» Consignes:
[A] Pour chaque affirmation, indiquez par oui ou par non si elle concorde avec l'extrait sur le Mexique, et citez à l'identique les mots qui tranchent. (i) La personne qui écrit n'est allée qu'une fois au Mexique, en touriste. (ii) Au second séjour dans le sanctuaire zapatiste, quarante-deux autres femmes venues du Michoacán étaient du voyage. (iii) Le sanctuaire zapatiste se trouve à deux cents kilomètres de Mexico.
[B] Répondez brièvement à ces questions à partir de l'extrait sur le Mexique.
(i) Quel livre de Neige Sinno la personne qui écrit a-t-elle dévoré d'un trait ?
(ii) De quel ouvrage de Le Clezio des pages sont-elles lues dans le bus, et de quelle année date-t-il ?
(iii) Quelles chansons la personne qui écrit a-t-elle en horreur ?
[C] Écrivez la suite de l'extrait sur le Mexique et le livre de Neige Sinno, à partir de sa dernière phrase.

» Extrait du texte:
——

Pour dire la vérité, malgré ses nombreux trésors naturels et culturels, le Mexique n’était pas une destination qui me fascine. Je ne suis pas très sensible au charme des cartes postales mexicaines, le folklore polychrome, la fête des morts, les pinatas, les resorts de bord de mer pour Américains, je me lasse vite des mariachis, des margharitas, du mezcal, des tacos, des tamales et des enchiladas, de la peinture de Frida Khalo, des histoires de peyotl, de chamanes, de sorciers Yakis et de zapatistes. J’ai horreur des narcos, des chansons narcocorridos, des federales, des milliers de disparitions et autant de féminicides chaque année. J’y suis allé une fois en touriste nanti, j’ai à peine gratté la surface, mais je n’ai jamais eu envie d’y retourner.
Et puis, j’ai dévoré d’un trait La Realidad de Neige Sinno. La Française Mexicaine ou la Mexicaine Française, selon l’endroit d’où on la regarde. Elle m’a emporté au Mexique, à la fois loin de moi-même et au plus profond de moi-même. Elle m’a entraîné comme une sœur, deux fois dans le sanctuaire zapatiste du Chiapas, à deux cents kilomètres de San Cristóbal de Las Casas; la seconde avec quarante-deux autres femmes descendues du Michoacán. Je n’ai jamais entendu battre le cœur et senti l’esprit d’autant de femmes autour de moi. Elle m’a déposé un soir aux pieds d’Antonin Couteau, Antonin Marteau, Antonin Artaud, poète en flammes, l’homme-cheval noir, son sang et les sept soleils. Elle m’a aussi lu dans le bus cahotant des pages inoubliables de Le Clezio (Le livre des fuites. 1969). Comme Jean-Marie Gustave, où que j’aille m’égarer dans le monde, je sais qu’aux yeux de celles et ceux qui vivent de la terre et qui ne le sont pas, je ne serais jamais ni indien, ni indigène, ni aborigène, ni même un autochtone, seulement un homme blanc, un mâle étranger venu d’un pays lointain, riche et puissant. Ce n’est pas vraiment une bénédiction, mais ce n’est pas non plus une malédiction, car libre à moi de ne pas m’en satisfaire. Je peux cheminer dans l’entre. Refuser de me restreindre, refuser d’appartenir à un clan, refuser même de m’appartenir. Rester errant. Toujours dans le déséquilibre de la marche. Toujours dans le désir d’apprendre, la volonté de comprendre, mais dans l’acceptation de l’imperfection, de l’inexorable approximation de ce qui reste insaisissable. Il y a dans ce chemin autant de tristesse que de joie. Autant de douleur que de plaisir. Cheminons sans crainte vers l’ailleurs. Cela peut s’écrire quand écrire est ce que l’on sait le mieux faire. Et l’écriture de Neige Sinno marche, enchaîne tours et détours, trace, sème, plante, éclaire. Lecteur, lis, avance, progresse !

——

» Liste des enregistrements:

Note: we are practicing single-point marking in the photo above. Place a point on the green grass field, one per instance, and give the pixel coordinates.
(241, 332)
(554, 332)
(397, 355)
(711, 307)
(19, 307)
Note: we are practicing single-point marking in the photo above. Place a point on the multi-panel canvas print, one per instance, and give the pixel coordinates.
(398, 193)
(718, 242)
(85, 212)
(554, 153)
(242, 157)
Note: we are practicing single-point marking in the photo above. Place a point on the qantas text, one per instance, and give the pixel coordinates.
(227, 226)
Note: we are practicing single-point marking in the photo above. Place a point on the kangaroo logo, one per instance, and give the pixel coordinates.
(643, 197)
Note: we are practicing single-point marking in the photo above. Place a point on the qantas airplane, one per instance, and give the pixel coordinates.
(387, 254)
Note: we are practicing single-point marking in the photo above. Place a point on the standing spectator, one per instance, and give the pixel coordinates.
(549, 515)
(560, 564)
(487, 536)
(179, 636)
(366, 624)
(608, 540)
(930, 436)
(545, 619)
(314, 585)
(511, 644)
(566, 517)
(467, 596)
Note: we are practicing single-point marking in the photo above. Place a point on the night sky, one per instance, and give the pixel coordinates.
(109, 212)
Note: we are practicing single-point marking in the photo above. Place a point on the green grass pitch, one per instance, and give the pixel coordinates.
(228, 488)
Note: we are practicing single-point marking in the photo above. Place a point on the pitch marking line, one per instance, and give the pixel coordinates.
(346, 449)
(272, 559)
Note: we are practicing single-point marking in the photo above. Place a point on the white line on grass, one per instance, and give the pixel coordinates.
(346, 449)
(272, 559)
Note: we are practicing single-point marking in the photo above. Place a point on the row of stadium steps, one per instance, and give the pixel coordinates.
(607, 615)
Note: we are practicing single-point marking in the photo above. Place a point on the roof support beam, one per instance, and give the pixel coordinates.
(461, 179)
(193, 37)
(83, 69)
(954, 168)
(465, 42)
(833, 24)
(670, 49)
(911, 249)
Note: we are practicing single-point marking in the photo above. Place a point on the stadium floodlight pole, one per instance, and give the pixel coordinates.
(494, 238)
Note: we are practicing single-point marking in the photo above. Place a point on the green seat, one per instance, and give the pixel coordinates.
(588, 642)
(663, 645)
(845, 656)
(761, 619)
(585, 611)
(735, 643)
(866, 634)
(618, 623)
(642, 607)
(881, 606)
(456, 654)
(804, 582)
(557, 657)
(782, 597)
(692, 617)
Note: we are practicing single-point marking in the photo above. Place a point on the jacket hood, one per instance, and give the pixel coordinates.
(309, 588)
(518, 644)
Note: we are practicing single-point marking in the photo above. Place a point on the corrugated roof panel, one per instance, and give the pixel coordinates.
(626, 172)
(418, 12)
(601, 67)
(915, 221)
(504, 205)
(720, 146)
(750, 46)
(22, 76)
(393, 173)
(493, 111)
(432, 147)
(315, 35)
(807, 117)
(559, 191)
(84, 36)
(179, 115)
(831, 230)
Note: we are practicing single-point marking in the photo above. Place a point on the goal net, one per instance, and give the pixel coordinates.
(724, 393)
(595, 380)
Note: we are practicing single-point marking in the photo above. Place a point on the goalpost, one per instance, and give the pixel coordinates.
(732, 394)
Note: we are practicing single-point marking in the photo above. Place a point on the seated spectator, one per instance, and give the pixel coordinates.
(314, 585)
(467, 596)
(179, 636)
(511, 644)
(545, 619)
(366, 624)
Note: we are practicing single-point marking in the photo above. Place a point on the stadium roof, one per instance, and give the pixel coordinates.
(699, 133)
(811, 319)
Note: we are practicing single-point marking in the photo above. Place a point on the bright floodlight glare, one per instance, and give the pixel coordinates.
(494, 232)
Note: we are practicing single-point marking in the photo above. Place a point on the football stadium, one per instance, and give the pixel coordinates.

——

» Réponses:
[A]
(i) Oui : « J’y suis allé une fois en touriste nanti »
(ii) Oui : « la seconde avec quarante-deux autres femmes descendues du Michoacán »
(iii) Non : « à deux cents kilomètres de San Cristóbal de Las Casas »

[B]
(i) La Realidad.
(ii) Le livre des fuites, de 1969.
(iii) Les chansons narcocorridos.

[C]
En route vers La Realidad avec Neige Sinno, j’étais rempli des mots de Wajdi Mouawad dans sa formidable leçon inaugurale au Collège de France : « L’ombre en soi qui écrit ». Comment le vrai, n’est pas le réel. Comment le réel ne suffit pas. Comment l’exactitude n’est pas la vérité (Matisse). Comment, certaines choses – les plus précieuses et les plus belles assurément – doivent leur existence à l’effacement de la raison. On n’atteint jamais vraiment La Realidad. La Realidad n’est pas le bout du chemin et c’est tant mieux.

Madame Alice Develey, qui a certainement roulé sa bosse sur des sentiers autrement plus dangereux et escarpés que Neige Sinno, avant de devenir critique au Figaro Littéraire, a jugé que La Realidad, franchement c’était de la gnognotte pour oie blanche, elle a titré son papier : « La Realidad de Neige Sinno, un décevant Martine au Mexique. » Prends ça dans ta face, Neige !
Je n’ai pas dû lire le même livre.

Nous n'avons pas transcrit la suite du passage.